> _Task_:
Reply with nothing but how many lines in the entries below include "neck".

BEGIN

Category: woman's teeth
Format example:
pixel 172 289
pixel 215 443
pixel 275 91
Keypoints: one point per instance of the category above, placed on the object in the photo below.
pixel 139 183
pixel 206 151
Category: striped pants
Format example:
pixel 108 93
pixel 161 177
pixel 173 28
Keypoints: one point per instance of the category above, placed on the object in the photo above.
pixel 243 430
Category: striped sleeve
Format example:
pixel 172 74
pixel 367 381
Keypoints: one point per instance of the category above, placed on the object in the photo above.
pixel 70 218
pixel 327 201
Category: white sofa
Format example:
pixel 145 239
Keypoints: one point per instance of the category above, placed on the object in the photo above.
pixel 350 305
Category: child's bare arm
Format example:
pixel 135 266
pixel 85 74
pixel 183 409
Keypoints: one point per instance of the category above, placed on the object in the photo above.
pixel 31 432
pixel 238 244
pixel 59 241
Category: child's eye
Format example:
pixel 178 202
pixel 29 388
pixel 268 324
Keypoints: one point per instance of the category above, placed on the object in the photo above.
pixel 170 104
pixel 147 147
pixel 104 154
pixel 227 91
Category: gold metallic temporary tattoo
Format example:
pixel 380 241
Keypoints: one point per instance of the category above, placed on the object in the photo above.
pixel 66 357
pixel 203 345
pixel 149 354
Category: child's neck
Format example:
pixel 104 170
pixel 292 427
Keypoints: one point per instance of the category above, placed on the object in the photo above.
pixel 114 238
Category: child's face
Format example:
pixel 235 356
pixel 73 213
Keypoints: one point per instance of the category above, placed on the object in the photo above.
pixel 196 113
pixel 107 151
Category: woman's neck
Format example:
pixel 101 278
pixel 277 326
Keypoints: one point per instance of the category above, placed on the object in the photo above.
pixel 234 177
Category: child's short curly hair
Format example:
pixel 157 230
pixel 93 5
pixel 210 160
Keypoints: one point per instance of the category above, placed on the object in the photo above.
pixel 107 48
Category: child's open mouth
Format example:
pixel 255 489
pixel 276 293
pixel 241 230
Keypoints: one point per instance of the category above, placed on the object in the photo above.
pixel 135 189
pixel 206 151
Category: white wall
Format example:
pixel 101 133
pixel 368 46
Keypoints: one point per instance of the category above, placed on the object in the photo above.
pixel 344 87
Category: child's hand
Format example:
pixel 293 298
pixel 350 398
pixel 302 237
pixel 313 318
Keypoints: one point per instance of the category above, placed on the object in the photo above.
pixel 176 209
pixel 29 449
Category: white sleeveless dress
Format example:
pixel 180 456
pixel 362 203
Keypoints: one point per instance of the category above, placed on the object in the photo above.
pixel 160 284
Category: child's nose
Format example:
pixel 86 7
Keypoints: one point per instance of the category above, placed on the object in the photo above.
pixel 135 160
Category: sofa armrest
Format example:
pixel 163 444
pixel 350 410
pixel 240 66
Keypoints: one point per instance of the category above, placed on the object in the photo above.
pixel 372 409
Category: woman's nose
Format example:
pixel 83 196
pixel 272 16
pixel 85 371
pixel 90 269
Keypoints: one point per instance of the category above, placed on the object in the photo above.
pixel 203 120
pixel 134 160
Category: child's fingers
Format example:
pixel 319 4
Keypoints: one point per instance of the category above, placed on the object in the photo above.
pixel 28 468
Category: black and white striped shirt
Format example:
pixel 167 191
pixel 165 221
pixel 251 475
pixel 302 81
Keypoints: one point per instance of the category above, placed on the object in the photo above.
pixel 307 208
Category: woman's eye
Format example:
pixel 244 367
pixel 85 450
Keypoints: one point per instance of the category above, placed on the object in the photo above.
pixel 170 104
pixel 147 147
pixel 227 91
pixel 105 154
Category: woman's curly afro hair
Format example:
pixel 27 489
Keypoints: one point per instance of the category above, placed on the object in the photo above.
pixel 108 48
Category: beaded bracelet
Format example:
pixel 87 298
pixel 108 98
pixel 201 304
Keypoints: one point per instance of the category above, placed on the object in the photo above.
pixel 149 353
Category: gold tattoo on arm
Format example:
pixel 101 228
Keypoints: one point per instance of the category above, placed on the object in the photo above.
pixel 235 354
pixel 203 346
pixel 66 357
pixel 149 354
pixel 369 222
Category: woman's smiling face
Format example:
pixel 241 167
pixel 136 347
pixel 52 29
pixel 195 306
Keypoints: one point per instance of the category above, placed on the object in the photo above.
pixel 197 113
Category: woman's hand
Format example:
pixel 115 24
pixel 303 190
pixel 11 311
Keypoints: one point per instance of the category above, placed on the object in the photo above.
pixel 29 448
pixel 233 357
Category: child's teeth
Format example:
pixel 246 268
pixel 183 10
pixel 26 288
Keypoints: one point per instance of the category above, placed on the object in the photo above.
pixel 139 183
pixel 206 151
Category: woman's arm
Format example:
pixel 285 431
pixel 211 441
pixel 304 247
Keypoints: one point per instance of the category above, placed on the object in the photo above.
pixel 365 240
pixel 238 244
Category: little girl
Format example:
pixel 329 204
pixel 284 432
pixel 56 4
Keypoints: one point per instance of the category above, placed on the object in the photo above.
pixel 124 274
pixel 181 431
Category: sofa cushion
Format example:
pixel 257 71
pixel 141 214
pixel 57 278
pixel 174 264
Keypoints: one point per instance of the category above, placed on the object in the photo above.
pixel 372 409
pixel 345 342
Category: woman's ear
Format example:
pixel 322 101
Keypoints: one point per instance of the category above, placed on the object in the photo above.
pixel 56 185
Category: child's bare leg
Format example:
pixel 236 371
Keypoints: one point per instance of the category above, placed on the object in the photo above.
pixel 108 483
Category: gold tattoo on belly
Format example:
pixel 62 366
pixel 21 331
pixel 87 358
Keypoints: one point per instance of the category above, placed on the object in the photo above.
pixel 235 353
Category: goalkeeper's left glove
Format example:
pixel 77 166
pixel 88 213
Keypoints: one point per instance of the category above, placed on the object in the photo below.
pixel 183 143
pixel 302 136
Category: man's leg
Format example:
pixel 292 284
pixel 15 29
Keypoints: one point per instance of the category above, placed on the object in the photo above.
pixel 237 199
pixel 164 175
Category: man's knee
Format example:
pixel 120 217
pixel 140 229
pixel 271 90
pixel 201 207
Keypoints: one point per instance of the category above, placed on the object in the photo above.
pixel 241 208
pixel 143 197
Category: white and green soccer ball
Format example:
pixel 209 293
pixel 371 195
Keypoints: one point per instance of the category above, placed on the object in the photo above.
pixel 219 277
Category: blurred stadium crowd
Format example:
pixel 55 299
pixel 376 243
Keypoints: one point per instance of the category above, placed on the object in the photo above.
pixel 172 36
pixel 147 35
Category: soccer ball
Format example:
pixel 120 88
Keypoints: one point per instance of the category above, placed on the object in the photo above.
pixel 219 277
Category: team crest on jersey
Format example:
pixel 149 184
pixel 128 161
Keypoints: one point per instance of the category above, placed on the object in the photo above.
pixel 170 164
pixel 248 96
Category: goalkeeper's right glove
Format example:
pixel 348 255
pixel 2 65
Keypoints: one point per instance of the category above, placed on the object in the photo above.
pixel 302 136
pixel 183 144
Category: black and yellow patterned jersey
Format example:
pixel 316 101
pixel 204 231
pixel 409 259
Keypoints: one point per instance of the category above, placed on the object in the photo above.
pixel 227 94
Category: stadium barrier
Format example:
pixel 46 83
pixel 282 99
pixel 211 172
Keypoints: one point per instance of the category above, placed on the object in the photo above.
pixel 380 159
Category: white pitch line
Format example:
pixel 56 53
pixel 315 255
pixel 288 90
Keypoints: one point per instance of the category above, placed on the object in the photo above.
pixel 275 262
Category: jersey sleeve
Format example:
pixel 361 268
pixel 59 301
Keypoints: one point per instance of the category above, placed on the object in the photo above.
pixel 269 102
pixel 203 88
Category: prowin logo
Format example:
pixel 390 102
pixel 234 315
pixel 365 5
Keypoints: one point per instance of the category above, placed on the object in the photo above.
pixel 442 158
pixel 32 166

END

> _Exercise answer_:
2